* Document extract:
* Start *

Charles Ishii

Charles Ishii
1st Sergeant
442nd Regimental Combat Team
522nd Field Artillery Battalion, Headquarters Battery

Charles Ishii was born on August 29, 1916, in Orange County, California.  He was the son of Kyutaro and Sada (Nakamura) Ishii.  He had five siblings:  Joe S., Nellie, Rose, Henry, and Sada.  His father arrived in the US in 1902.  Sada Ishii arrived in San Francisco on the S.S. Mongolia on February 4, 1913.  Her husband accompanied her.  They were from the village of Kawakumi, Fukuoka Prefecture, Japan.  They were headed to the town of Talbert, where Kyutaro was a farmer.

In 1920, the Orange County area where the family lived was in Huntington Township and Kyutaro owned his farm.  By 1930, their address was now denoted as Bushard Avenue in the unincorporated town of Talbert in Fountain Valley.  Ten years later the address was the same, but RFD 3 was included.

* End *

(Data drawn from a collection)
* Start *

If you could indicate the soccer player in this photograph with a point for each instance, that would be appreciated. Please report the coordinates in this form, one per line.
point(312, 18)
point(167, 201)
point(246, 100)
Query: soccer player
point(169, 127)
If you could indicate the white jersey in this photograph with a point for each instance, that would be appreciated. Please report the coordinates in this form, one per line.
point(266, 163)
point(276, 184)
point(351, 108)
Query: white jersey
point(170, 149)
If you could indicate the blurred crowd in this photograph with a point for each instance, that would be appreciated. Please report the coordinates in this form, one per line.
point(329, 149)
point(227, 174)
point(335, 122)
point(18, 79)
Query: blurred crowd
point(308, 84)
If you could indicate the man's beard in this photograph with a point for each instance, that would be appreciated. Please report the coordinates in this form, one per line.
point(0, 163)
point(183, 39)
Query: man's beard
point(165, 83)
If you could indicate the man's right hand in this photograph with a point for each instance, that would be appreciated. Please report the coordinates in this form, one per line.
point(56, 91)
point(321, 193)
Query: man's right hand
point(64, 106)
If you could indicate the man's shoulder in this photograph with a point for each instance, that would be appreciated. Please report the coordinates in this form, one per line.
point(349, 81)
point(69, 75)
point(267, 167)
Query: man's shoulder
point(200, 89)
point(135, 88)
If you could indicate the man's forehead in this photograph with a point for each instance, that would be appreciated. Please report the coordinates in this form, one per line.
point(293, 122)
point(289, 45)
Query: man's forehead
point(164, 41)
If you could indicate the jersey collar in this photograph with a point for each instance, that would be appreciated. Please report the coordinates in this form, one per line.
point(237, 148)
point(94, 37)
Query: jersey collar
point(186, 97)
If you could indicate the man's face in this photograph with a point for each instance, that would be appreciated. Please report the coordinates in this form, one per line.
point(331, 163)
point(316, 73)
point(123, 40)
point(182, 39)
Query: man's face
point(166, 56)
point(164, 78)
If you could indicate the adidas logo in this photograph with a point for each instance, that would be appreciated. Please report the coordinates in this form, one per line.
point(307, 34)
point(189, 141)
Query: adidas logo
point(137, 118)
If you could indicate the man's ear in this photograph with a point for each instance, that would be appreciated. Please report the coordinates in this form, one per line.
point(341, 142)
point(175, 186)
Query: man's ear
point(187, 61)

* End *

* Problem description: Using the Charles Ishii profile, explain in one to three sentences why Talbert was the destination of Sada Ishii and her husband after they reached San Francisco in 1913. The items are separate material and have no connection to the Charles Ishii profile.

* The answer: They were headed to Talbert because Kyutaro was a farmer there.